(Image region labeling entries)
********************

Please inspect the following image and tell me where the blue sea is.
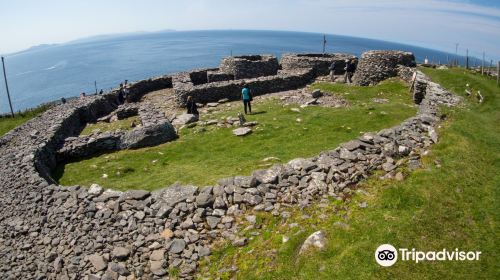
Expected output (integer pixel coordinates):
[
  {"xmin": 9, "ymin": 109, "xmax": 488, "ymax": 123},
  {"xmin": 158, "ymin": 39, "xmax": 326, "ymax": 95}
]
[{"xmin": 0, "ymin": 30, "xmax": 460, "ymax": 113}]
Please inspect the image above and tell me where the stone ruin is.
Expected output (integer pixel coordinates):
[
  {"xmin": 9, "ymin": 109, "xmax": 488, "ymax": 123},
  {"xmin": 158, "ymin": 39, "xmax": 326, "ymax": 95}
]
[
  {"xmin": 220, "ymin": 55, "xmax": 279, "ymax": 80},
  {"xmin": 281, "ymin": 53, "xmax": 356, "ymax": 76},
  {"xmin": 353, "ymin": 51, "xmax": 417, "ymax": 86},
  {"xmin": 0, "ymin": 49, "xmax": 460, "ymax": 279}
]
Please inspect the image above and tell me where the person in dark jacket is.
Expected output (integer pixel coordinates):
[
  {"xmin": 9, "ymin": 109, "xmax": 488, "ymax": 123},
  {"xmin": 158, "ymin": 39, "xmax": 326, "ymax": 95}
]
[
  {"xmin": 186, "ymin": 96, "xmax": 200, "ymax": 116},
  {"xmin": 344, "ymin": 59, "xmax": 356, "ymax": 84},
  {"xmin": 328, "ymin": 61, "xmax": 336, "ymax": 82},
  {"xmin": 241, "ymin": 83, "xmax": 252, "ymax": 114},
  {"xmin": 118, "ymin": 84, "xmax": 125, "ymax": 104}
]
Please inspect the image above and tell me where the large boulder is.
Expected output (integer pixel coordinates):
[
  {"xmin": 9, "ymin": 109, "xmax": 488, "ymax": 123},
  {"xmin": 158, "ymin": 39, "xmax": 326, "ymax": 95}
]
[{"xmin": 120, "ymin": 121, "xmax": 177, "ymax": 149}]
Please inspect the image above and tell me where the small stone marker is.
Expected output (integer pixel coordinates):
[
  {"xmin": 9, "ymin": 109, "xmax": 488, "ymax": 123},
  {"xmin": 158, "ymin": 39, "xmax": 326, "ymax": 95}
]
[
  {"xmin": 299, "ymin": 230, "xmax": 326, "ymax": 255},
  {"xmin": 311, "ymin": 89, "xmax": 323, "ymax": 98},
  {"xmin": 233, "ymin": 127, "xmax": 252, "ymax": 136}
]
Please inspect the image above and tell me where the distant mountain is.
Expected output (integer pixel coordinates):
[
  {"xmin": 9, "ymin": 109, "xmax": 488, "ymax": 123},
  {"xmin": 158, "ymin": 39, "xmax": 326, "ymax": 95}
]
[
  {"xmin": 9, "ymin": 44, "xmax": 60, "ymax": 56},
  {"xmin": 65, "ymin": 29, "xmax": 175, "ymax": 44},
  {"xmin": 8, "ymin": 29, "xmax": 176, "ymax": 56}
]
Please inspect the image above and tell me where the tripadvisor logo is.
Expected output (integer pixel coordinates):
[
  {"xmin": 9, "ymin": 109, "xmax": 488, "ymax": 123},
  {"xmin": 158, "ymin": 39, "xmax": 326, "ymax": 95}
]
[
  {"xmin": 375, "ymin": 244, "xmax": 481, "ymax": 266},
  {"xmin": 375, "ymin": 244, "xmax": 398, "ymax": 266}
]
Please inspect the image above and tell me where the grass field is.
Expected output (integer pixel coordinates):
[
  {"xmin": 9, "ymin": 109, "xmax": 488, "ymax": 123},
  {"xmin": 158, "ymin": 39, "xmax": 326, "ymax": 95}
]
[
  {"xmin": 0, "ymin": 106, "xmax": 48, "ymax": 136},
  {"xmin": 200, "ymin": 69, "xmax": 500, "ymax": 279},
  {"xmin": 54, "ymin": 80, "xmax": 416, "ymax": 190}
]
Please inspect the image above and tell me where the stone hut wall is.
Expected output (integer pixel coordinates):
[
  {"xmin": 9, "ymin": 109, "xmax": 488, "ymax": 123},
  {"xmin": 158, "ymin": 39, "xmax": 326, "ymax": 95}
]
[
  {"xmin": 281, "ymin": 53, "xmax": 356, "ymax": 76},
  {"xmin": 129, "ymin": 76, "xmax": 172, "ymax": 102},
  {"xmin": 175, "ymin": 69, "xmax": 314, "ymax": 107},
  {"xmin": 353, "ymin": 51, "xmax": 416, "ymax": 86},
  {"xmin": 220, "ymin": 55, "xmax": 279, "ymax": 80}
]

********************

Update all the items above so that every "integer pixel coordinates" reads "whole-number pixel positions", with nothing else changed. Leave the pictures out of your answer.

Please inspect the following image and tell me where the blue sea is.
Expected output (whole-number pixel positions):
[
  {"xmin": 9, "ymin": 109, "xmax": 488, "ymax": 123},
  {"xmin": 158, "ymin": 39, "xmax": 326, "ymax": 95}
]
[{"xmin": 0, "ymin": 30, "xmax": 460, "ymax": 113}]
Please inspect the image above and tell me where the stone ruin is.
Expected output (whole-number pixel positions):
[
  {"xmin": 9, "ymin": 109, "xmax": 488, "ymax": 123},
  {"xmin": 158, "ymin": 39, "xmax": 326, "ymax": 95}
]
[
  {"xmin": 220, "ymin": 55, "xmax": 279, "ymax": 80},
  {"xmin": 281, "ymin": 53, "xmax": 356, "ymax": 76},
  {"xmin": 353, "ymin": 51, "xmax": 417, "ymax": 86},
  {"xmin": 0, "ymin": 49, "xmax": 460, "ymax": 279}
]
Please inspect the image above and tell me where the person in dark jacket is.
Expected output (whole-number pixel positions):
[
  {"xmin": 9, "ymin": 109, "xmax": 488, "ymax": 123},
  {"xmin": 158, "ymin": 39, "xmax": 326, "ymax": 95}
]
[
  {"xmin": 186, "ymin": 96, "xmax": 200, "ymax": 116},
  {"xmin": 344, "ymin": 59, "xmax": 356, "ymax": 84},
  {"xmin": 328, "ymin": 61, "xmax": 336, "ymax": 82},
  {"xmin": 241, "ymin": 83, "xmax": 252, "ymax": 114},
  {"xmin": 118, "ymin": 84, "xmax": 125, "ymax": 104}
]
Please inspect the image above and tell me where the large boulder is.
Expected output (whole-number pixel positions):
[
  {"xmin": 9, "ymin": 109, "xmax": 488, "ymax": 123},
  {"xmin": 158, "ymin": 39, "xmax": 326, "ymax": 95}
]
[{"xmin": 120, "ymin": 121, "xmax": 177, "ymax": 149}]
Please inspect the image above and tell me where the small stone marker is.
Expected output (whole-number pixel positions):
[
  {"xmin": 9, "ymin": 109, "xmax": 488, "ymax": 123},
  {"xmin": 158, "ymin": 39, "xmax": 326, "ymax": 95}
]
[
  {"xmin": 299, "ymin": 230, "xmax": 326, "ymax": 255},
  {"xmin": 311, "ymin": 89, "xmax": 323, "ymax": 98},
  {"xmin": 233, "ymin": 127, "xmax": 252, "ymax": 136}
]
Please inspect the image above and tell me where the distant mountain is.
Expected output (whole-number pixel positions):
[
  {"xmin": 9, "ymin": 109, "xmax": 488, "ymax": 123},
  {"xmin": 158, "ymin": 39, "xmax": 326, "ymax": 95}
]
[
  {"xmin": 9, "ymin": 44, "xmax": 60, "ymax": 56},
  {"xmin": 65, "ymin": 29, "xmax": 175, "ymax": 44},
  {"xmin": 8, "ymin": 29, "xmax": 176, "ymax": 56}
]
Please inspect the image above and tell me where the tripadvisor logo is.
Expected output (whole-number pixel positions):
[
  {"xmin": 9, "ymin": 109, "xmax": 488, "ymax": 123},
  {"xmin": 158, "ymin": 39, "xmax": 326, "ymax": 95}
]
[
  {"xmin": 375, "ymin": 244, "xmax": 481, "ymax": 266},
  {"xmin": 375, "ymin": 244, "xmax": 398, "ymax": 266}
]
Please inspect the image above and tell me where the grass field is.
Expected output (whole-number pixel positions):
[
  {"xmin": 9, "ymin": 109, "xmax": 488, "ymax": 123},
  {"xmin": 158, "ymin": 39, "xmax": 326, "ymax": 95}
]
[
  {"xmin": 0, "ymin": 106, "xmax": 48, "ymax": 136},
  {"xmin": 200, "ymin": 69, "xmax": 500, "ymax": 279},
  {"xmin": 54, "ymin": 80, "xmax": 416, "ymax": 190}
]
Please inspect the image above and tell me where the stone hut wall is.
Expected output (whole-number pixel positions):
[
  {"xmin": 9, "ymin": 109, "xmax": 488, "ymax": 123},
  {"xmin": 158, "ymin": 39, "xmax": 326, "ymax": 95}
]
[
  {"xmin": 281, "ymin": 53, "xmax": 356, "ymax": 76},
  {"xmin": 129, "ymin": 76, "xmax": 172, "ymax": 102},
  {"xmin": 175, "ymin": 69, "xmax": 314, "ymax": 107},
  {"xmin": 353, "ymin": 51, "xmax": 416, "ymax": 86},
  {"xmin": 220, "ymin": 55, "xmax": 279, "ymax": 80}
]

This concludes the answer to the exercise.